Dell’inchiesta della Procura nazionale antimafia, coperta dal segreto istruttorio, non c’è nulla che non sia stato già detto. Il capo Federico Cafiero De Raho, d’altronde, già ha anticipato che si sarebbero occupati delle rivolte carcerarie per capire se ci sia stata o meno una regia mafiosa. L’inchiesta è in corso, quindi si attende la conclusione. Di sicuro, almeno da quello che è stato riportato, i reclusi appartenenti a Cosa nostra non hanno partecipato o tantomeno fomentato le rivolte carcerarie. Come già riportato da Il Dubbio ( 7 luglio 2020 a pagina 12) le carceri più grandi, come quella napoletana di Poggioreale, ha visto coinvolti numerosi detenuti, anche se in realtà l’unico padiglione- denominato Avellino - esente dalle rivolte è stato quello dove sono reclusi i camorristi. Sicuramente al carcere di Santa Maria Capua Vetere hanno partecipato anche quelli dell’alta sicurezza.

Che i camorristi, in generale, abbiano partecipato alle rivolte non dovrebbe però sorprendere. Fin dagli anni 80, hanno fomentato le rivolte per ottenere benefici e avere il controllo del carcere. Ad esempio a Poggioreale, negli anni 80, periodo che vide la nascita della Nuova camorra organizzata, fondata da Raffaele Cutolo, si verificavano scontri tra faide, avevano le armi, compresi i detenuti che non erano affiliati ma che si dovevano proteggere. All'epoca in quel carcere entrava di tutto, armi, droga, denaro. Fu lì che per riprendere il controllo del penitenziario degli agenti specializzati – antesignani dei Gom – fecero irruzione e usarono metodi violenti, anche nei confronti di detenuti comuni, commettendo delle vere e proprie torture. Utilizzarono la famosa “cella zero”, quella denunciata dall’allora detenuto Pietro Ioia e ora garante dei detenuti di Napoli.
|---|
Elenca tutte le persone indicate con nome e cognome nel brano sulle rivolte carcerarie.
|---|
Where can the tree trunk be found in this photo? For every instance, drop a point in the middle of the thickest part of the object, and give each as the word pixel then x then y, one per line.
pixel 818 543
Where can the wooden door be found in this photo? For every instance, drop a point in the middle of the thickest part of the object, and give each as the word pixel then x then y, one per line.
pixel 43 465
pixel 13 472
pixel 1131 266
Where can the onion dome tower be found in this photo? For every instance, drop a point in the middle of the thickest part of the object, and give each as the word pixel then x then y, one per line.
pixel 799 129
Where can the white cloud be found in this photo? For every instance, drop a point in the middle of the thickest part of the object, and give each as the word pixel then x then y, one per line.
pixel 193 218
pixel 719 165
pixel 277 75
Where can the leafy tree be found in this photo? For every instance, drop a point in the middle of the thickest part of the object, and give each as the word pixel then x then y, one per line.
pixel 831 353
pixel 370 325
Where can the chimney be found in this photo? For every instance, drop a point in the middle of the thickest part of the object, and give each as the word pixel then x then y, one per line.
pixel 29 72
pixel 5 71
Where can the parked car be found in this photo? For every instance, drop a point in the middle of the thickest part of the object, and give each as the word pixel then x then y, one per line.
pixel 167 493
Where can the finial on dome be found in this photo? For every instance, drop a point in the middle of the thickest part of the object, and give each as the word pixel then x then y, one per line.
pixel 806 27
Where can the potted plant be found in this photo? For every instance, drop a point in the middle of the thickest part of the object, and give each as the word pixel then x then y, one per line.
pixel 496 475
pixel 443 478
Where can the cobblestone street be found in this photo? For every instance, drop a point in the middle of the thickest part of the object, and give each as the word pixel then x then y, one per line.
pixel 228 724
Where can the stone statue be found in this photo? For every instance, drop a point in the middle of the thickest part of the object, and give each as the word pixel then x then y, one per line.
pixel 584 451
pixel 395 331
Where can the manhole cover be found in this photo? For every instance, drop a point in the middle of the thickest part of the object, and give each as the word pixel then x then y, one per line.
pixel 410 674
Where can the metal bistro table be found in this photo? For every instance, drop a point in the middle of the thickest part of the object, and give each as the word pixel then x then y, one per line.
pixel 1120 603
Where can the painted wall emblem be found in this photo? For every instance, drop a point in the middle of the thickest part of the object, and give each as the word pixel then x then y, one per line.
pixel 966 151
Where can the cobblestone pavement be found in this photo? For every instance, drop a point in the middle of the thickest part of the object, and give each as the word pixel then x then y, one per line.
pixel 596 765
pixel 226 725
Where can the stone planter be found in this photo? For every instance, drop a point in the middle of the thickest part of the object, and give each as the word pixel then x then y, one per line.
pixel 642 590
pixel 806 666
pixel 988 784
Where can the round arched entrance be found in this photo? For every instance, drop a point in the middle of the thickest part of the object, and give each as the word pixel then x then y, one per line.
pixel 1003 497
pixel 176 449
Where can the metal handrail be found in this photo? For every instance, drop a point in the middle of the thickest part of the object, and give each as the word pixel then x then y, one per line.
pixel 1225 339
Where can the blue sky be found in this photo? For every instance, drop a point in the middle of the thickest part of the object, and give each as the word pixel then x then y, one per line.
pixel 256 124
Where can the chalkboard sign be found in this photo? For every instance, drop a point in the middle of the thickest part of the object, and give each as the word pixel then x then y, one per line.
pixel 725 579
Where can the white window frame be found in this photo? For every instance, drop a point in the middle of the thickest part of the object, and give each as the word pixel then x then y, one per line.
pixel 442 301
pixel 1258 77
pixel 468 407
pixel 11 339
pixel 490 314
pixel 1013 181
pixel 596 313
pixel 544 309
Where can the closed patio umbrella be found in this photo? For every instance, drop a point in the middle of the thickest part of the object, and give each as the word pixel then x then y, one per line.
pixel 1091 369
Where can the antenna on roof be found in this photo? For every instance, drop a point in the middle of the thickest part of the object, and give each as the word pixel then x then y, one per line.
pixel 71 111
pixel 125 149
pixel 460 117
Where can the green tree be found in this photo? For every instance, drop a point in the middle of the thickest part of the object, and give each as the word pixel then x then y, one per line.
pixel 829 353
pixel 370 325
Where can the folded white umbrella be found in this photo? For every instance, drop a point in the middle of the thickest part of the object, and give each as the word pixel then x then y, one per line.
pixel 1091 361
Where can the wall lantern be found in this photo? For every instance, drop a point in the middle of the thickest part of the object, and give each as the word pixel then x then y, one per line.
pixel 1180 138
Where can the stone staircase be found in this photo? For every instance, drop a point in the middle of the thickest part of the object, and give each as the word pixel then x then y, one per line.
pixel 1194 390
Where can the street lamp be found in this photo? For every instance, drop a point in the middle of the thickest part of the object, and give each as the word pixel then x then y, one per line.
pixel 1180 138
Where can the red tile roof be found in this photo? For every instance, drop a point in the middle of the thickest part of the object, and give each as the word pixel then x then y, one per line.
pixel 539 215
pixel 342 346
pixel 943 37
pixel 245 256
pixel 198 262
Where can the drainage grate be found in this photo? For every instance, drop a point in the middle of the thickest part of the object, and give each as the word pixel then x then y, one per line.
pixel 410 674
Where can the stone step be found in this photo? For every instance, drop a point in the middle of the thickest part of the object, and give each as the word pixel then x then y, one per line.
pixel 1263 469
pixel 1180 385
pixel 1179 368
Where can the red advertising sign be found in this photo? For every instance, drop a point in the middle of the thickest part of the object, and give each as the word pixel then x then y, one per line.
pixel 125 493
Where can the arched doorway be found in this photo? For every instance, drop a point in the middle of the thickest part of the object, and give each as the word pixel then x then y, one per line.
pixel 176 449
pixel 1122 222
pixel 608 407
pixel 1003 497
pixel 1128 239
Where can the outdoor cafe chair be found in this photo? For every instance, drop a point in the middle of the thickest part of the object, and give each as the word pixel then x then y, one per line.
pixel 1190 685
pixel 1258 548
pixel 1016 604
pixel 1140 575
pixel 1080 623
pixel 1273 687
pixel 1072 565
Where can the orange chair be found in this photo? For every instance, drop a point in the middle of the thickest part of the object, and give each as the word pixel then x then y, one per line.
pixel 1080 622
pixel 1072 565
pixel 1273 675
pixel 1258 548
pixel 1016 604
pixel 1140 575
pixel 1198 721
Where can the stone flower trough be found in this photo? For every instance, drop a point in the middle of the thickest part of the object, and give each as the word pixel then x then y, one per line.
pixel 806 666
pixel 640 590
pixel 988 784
|---|
◆ **SOLUZIONE DELL'ESERCIZIO**:
Federico Cafiero De Raho
Raffaele Cutolo
Pietro Ioia